*EXERCISE BRIEF*.
Render every line of the material below as a Markdown table with columns "No." and "Text", numbering the lines in order and leaving out blank ones.

*DATA EXTRACT*.
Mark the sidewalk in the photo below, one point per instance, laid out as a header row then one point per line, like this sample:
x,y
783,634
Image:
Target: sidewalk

*SOLUTION BELOW*.
| No. | Text |
|---|---|
| 1 | Mark the sidewalk in the photo below, one point per instance, laid out as a header row then one point per line, like this sample: |
| 2 | x,y |
| 3 | 783,634 |
| 4 | Image: |
| 5 | Target: sidewalk |